Instructions for the task: Return each entry below word for word, leaving out any image.

** Records to process follows **

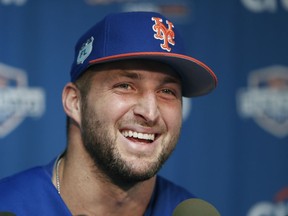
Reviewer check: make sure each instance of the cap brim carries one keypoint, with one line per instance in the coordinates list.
(196, 77)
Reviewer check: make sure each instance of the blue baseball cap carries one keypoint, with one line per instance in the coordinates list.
(141, 35)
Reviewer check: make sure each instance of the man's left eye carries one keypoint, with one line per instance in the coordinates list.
(168, 91)
(124, 86)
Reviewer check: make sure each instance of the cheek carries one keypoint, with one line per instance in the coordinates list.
(172, 116)
(110, 108)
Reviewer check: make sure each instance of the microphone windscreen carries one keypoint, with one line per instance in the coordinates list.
(195, 207)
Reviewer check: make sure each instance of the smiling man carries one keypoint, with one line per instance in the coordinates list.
(124, 116)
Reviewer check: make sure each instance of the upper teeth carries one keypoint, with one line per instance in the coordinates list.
(138, 135)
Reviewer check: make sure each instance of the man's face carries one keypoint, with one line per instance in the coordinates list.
(131, 118)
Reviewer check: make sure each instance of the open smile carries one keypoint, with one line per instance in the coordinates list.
(141, 136)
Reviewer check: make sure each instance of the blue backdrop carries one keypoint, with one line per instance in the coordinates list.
(233, 151)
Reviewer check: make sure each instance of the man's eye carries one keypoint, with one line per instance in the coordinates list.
(124, 86)
(168, 91)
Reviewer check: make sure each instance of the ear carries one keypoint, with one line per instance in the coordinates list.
(71, 102)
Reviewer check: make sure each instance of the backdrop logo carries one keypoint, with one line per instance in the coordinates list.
(163, 33)
(17, 100)
(266, 99)
(278, 207)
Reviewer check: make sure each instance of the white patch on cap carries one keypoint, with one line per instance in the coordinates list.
(85, 51)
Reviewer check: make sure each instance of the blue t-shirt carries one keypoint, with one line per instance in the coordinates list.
(32, 193)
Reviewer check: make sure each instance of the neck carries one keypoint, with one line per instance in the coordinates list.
(86, 191)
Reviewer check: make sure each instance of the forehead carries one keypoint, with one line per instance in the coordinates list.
(147, 66)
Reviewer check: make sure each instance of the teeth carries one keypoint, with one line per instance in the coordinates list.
(138, 135)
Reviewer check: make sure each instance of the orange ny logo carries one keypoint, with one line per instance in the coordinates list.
(164, 33)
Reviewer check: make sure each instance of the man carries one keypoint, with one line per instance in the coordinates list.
(123, 106)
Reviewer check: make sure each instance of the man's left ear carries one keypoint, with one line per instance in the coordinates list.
(71, 102)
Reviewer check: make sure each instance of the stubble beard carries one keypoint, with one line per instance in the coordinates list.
(103, 151)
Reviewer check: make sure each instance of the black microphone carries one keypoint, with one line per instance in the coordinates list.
(195, 207)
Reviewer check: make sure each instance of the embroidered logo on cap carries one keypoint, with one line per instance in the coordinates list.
(164, 33)
(85, 51)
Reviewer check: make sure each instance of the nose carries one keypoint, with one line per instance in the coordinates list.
(147, 108)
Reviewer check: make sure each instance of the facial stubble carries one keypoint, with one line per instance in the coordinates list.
(102, 148)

** End of Records to process **

Solution:
Reviewer check: make sure each instance of the cap brim carries one keypoint, with one line per instance in the coordinates list.
(196, 77)
Reviewer check: make sure each instance of the blue baseball cap carries one keypoint, with one line per instance in the coordinates list.
(141, 35)
Reviewer check: make sure each instance of the man's left eye carries one keypoint, with one line per instance in the coordinates list.
(168, 91)
(124, 86)
Reviewer check: make sure each instance of the cheek carries one keypoint, with one line per instance in the coordinates list.
(172, 116)
(110, 108)
Reviewer check: make sure each instance of the microphone windscreen carries one keypoint, with one line per instance in the coordinates list.
(195, 207)
Reviewer check: make sure each instance of the smiling man carries one keypoint, with one line per instance in the coordinates list.
(124, 116)
Reviewer check: make sure each instance of the upper teeth carries one keypoint, with one line per instance in the coordinates list.
(138, 135)
Reviewer check: make sure each instance of the man's face carries one keypoint, with one line per instance in the coordinates list.
(131, 118)
Reviewer check: make sure each instance of the open smile carries one keypoint, with one line per instance in the coordinates list.
(141, 136)
Reviewer check: make sure each instance of the blue backdrop carries one keypoint, with one line per instance in the coordinates list.
(233, 151)
Reviewer check: make sure each instance of the man's eye carries one keypoint, with one line per instance in the coordinates list.
(124, 86)
(168, 91)
Reviewer check: make sure each instance of the ear carries one keypoint, with one line per instance in the coordinates list.
(71, 102)
Reviewer check: make sure each instance of the backdrop logo carries one keypoint, with one line per instance in the coordinates list.
(163, 33)
(17, 100)
(266, 99)
(278, 207)
Reviewer check: make sure each instance of the white patch on cap carries one keypoint, with one line per instance in the coordinates list.
(85, 51)
Reviewer check: make sure each instance of the blue t-shirt carries one keypoint, with one line per instance in the coordinates list.
(32, 193)
Reviewer check: make sure each instance of the neck carries one keypoint, with one line per instance in the coordinates list.
(86, 191)
Reviewer check: make sure each instance of the forehead carries one keypoint, with one line per instance in the coordinates list.
(147, 66)
Reviewer check: make sure each instance of the teeth carries one keypoint, with one line per instance in the coordinates list.
(138, 135)
Reviewer check: make sure each instance of the orange ny logo carries one keypoint, with one line per instance in the coordinates list.
(164, 33)
Reviewer check: make sure each instance of the man carries one keypoint, with one line per instance in the coordinates list.
(123, 106)
Reviewer check: make sure each instance of the man's left ear carries one keypoint, with one line per instance in the coordinates list.
(71, 102)
Reviewer check: make sure each instance of the stubble beard carries one keypoint, with one line per instance in the coordinates list.
(103, 151)
Reviewer check: make sure each instance of the black microphone carries one keypoint, with one line per instance in the coordinates list.
(195, 207)
Reviewer check: make sure each instance of the embroidered logo on cap carries one keypoint, with one line per instance in the coordinates list.
(164, 33)
(85, 51)
Reviewer check: make sure each instance of the nose carries one keypoint, with one line per instance in the coordinates list.
(147, 108)
Reviewer check: make sure each instance of the facial stubble carries one keypoint, with one line per instance in the coordinates list.
(102, 148)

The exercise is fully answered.